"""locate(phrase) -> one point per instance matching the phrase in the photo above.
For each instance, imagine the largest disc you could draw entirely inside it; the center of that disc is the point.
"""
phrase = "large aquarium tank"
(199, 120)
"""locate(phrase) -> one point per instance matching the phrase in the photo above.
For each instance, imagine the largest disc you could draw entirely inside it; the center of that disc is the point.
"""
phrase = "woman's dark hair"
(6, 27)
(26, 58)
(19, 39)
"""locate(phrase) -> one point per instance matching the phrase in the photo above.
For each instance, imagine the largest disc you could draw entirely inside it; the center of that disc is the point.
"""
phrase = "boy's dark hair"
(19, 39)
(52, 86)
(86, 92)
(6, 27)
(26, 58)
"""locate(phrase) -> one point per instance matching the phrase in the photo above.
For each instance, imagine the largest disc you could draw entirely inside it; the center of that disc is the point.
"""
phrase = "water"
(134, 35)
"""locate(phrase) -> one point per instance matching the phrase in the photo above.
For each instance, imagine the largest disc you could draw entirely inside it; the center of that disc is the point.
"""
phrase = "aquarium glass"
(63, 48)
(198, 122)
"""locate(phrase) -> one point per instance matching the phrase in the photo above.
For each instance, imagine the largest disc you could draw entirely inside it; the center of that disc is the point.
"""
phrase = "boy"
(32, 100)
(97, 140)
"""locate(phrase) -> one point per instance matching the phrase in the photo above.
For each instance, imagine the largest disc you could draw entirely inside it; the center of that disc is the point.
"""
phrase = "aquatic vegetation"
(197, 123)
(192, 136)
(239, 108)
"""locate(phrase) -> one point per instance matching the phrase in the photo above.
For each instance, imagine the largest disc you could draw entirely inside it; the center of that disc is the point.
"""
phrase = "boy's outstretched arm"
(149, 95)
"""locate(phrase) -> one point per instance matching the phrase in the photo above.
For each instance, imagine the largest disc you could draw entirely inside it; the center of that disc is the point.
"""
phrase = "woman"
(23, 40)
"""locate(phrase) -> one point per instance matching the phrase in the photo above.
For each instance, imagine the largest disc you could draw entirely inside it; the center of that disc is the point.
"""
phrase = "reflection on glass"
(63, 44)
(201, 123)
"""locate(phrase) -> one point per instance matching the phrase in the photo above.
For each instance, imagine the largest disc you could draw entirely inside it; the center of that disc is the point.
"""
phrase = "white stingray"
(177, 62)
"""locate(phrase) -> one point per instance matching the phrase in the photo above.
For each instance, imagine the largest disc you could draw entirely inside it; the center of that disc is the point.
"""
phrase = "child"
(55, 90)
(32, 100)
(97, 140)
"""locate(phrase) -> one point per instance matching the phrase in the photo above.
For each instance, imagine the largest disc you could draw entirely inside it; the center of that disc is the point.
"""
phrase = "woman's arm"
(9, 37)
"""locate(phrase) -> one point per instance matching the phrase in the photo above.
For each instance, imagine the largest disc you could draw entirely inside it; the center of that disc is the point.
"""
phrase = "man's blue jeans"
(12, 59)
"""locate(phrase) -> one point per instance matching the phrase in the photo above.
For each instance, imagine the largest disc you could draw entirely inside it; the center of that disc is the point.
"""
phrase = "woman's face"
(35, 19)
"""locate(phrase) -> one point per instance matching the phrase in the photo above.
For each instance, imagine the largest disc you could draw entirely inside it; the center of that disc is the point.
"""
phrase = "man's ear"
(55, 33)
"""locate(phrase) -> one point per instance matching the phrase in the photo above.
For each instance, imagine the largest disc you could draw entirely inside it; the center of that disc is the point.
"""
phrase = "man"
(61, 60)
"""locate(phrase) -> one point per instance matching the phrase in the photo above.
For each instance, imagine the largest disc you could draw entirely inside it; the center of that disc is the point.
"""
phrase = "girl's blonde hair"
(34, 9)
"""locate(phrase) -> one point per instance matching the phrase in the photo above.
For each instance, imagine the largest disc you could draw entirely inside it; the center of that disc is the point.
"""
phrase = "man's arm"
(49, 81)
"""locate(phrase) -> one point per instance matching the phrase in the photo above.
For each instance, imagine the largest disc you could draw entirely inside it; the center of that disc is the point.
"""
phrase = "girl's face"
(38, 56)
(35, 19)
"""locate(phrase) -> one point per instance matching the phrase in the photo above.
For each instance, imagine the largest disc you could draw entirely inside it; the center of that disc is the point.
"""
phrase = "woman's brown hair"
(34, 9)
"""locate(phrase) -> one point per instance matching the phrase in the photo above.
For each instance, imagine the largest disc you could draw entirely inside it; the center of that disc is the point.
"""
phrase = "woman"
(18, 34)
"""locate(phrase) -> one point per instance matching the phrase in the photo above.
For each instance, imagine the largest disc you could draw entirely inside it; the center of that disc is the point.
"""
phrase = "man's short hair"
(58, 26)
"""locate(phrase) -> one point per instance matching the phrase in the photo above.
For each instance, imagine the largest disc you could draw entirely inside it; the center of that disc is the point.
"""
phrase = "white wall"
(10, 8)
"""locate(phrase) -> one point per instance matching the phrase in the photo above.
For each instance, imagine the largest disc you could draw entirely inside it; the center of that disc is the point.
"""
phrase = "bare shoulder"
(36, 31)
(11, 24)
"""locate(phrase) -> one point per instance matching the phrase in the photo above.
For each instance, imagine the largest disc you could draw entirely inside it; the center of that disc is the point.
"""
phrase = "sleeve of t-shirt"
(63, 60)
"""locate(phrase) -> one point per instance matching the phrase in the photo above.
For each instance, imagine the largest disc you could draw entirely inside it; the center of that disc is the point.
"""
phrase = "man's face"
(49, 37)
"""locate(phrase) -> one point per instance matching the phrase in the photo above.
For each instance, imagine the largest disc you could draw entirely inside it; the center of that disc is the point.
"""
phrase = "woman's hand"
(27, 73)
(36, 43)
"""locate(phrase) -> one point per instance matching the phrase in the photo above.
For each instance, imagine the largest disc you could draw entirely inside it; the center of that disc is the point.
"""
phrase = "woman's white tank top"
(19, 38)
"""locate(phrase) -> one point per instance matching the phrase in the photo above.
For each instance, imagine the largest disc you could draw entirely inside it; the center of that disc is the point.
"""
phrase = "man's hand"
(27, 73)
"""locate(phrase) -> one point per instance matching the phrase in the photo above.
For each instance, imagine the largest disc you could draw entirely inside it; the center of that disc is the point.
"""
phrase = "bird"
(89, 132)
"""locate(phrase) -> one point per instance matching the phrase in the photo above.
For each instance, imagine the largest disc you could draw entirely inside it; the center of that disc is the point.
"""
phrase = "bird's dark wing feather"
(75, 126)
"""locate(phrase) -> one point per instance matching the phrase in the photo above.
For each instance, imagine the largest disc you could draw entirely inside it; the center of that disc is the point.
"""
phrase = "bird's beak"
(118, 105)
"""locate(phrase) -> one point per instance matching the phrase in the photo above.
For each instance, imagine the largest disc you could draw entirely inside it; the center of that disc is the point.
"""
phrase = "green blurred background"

================================

TASK DESCRIPTION: For this exercise, retype the complete listing exactly.

EXERCISE RESPONSE:
"""locate(phrase) -> one point per instance matching the phrase in the photo above.
For each instance, imagine the largest disc you could draw entirely inside it; the center of that disc is the point.
"""
phrase = "large aquarium tank"
(199, 120)
"""locate(phrase) -> one point per instance matching the phrase in the photo above.
For each instance, imagine the largest disc you could draw entirely inside it; the center of that disc is the point.
"""
phrase = "woman's dark hair"
(6, 27)
(26, 58)
(19, 39)
"""locate(phrase) -> one point per instance matching the phrase in the photo above.
For each instance, imagine the largest disc you could draw entirely inside it; the center of that disc is the point.
"""
phrase = "boy's dark hair"
(19, 39)
(52, 86)
(86, 92)
(6, 27)
(26, 58)
"""locate(phrase) -> one point per instance matching the phrase in the photo above.
For each instance, imagine the largest disc you could draw entirely inside it; the center of that disc is the point.
"""
phrase = "water"
(134, 35)
"""locate(phrase) -> one point per instance matching the phrase in the photo above.
For each instance, imagine the largest disc you could draw entirely inside it; the center of that disc is the point.
"""
phrase = "aquarium glass"
(63, 48)
(198, 122)
"""locate(phrase) -> one point per instance matching the phrase in the photo above.
For each instance, imagine the largest disc you could draw entirely inside it; the center of that disc is the point.
"""
phrase = "boy"
(32, 100)
(97, 140)
"""locate(phrase) -> one point per instance matching the phrase in the photo above.
For each instance, imagine the largest disc you could draw entirely inside it; the center of that disc is the point.
"""
phrase = "aquatic vegetation"
(197, 123)
(192, 136)
(239, 108)
"""locate(phrase) -> one point per instance matching the phrase in the photo above.
For each instance, imagine the largest disc you could draw entirely inside it; the center of that disc is the point.
"""
phrase = "boy's outstretched arm"
(149, 95)
"""locate(phrase) -> one point per instance matching the phrase in the photo above.
For each instance, imagine the largest disc you could draw entirely inside it; the center of that disc is the point.
"""
phrase = "woman"
(23, 40)
"""locate(phrase) -> one point per instance matching the phrase in the photo above.
For each instance, imagine the largest disc you could draw entirely inside it; the center of that disc is the point.
"""
phrase = "reflection on glass"
(63, 44)
(201, 123)
"""locate(phrase) -> one point per instance matching the phrase in the photo above.
For each instance, imagine the largest disc you could draw entirely inside it; the center of that disc is the point.
"""
phrase = "white stingray"
(177, 62)
"""locate(phrase) -> one point per instance matching the phrase in the photo above.
For each instance, imagine the largest disc you could draw entirely inside it; the center of that disc is the point.
"""
phrase = "child"
(55, 90)
(32, 100)
(97, 140)
"""locate(phrase) -> one point per instance matching the phrase in the photo above.
For each instance, imagine the largest disc you could draw entirely inside it; the center of that disc is the point.
"""
phrase = "woman's arm"
(9, 37)
"""locate(phrase) -> one point per instance matching the phrase in the photo above.
For each instance, imagine the largest disc you could draw entirely inside it; the center of that disc is the point.
"""
phrase = "man's blue jeans"
(12, 59)
"""locate(phrase) -> one point per instance matching the phrase in the photo above.
For each instance, imagine the largest disc you could draw entirely inside it; the center of that disc is the point.
"""
phrase = "woman's face"
(35, 19)
"""locate(phrase) -> one point per instance matching the phrase in the photo above.
For each instance, imagine the largest disc you could draw entirely inside it; the center of that disc is the point.
"""
phrase = "man's ear"
(55, 33)
"""locate(phrase) -> one point per instance matching the phrase in the photo above.
For each instance, imagine the largest disc you could draw entirely inside it; the center of that disc is the point.
"""
phrase = "man"
(61, 60)
"""locate(phrase) -> one point per instance matching the phrase in the photo above.
For each instance, imagine the largest disc you could draw entirely inside it; the center of that disc is the point.
"""
phrase = "girl's blonde hair"
(34, 9)
"""locate(phrase) -> one point per instance matching the phrase in the photo above.
For each instance, imagine the largest disc you could draw entirely inside it; the center of that disc is the point.
"""
phrase = "man's arm"
(49, 81)
"""locate(phrase) -> one point per instance matching the phrase in the photo above.
For each instance, imagine the largest disc you could draw entirely inside it; the center of that disc is the point.
"""
phrase = "girl's face"
(38, 56)
(35, 19)
"""locate(phrase) -> one point per instance matching the phrase in the photo above.
For each instance, imagine the largest disc you could draw entirely inside it; the center of that disc is the point.
"""
phrase = "woman's brown hair"
(34, 9)
"""locate(phrase) -> one point per instance matching the phrase in the photo above.
For each instance, imagine the largest disc you could draw entirely inside it; the center of that disc is the point.
"""
phrase = "woman"
(18, 34)
"""locate(phrase) -> one point per instance matching the phrase in the photo above.
For each instance, imagine the largest disc you could draw entirely inside it; the center of that disc is the point.
"""
phrase = "man's short hair"
(58, 26)
"""locate(phrase) -> one point per instance matching the phrase in the photo above.
For each instance, imagine the largest disc you could draw entirely inside it; the center of that disc is the point.
"""
phrase = "white wall"
(10, 8)
"""locate(phrase) -> one point per instance matching the phrase in the photo above.
For each instance, imagine the largest disc you could draw entirely inside it; the center of that disc is the point.
"""
phrase = "bare shoulder"
(36, 31)
(11, 24)
"""locate(phrase) -> one point per instance matching the phrase in the photo above.
For each instance, imagine the largest disc you could draw entirely inside it; the center of that disc is the point.
"""
phrase = "sleeve of t-shirt"
(63, 60)
"""locate(phrase) -> one point per instance matching the phrase in the photo above.
For each instance, imagine the largest disc you could draw entirely inside it; the center of that disc is the point.
"""
phrase = "man's face"
(49, 37)
"""locate(phrase) -> one point per instance matching the phrase in the photo above.
For each instance, imagine the largest disc you could draw entirely inside it; the center of that disc is the point.
"""
phrase = "woman's hand"
(27, 73)
(36, 43)
"""locate(phrase) -> one point per instance matching the phrase in the photo above.
For each instance, imagine the largest disc you could draw entirely inside it; the center of that disc is the point.
"""
phrase = "woman's white tank top"
(19, 38)
"""locate(phrase) -> one point per instance matching the phrase in the photo above.
For each instance, imagine the largest disc you could draw entirely inside it; the center of that disc is the point.
"""
phrase = "man's hand"
(27, 73)
"""locate(phrase) -> one point per instance matching the phrase in the photo above.
For each instance, imagine the largest disc you could draw entirely inside it; the center of that disc is the point.
"""
phrase = "bird"
(89, 132)
"""locate(phrase) -> one point per instance matching the phrase in the photo above.
For each instance, imagine the largest disc you could draw entirely inside it; the center of that disc is the point.
"""
phrase = "bird's dark wing feather"
(75, 126)
"""locate(phrase) -> one point per instance matching the phrase in the photo above.
For each instance, imagine the largest disc you could draw entirely inside it; the center of that disc is the point.
"""
phrase = "bird's beak"
(118, 105)
"""locate(phrase) -> one point per instance matching the phrase in the photo above.
For each instance, imagine the largest disc you could draw entirely inside it; the center of that disc is the point.
"""
phrase = "green blurred background"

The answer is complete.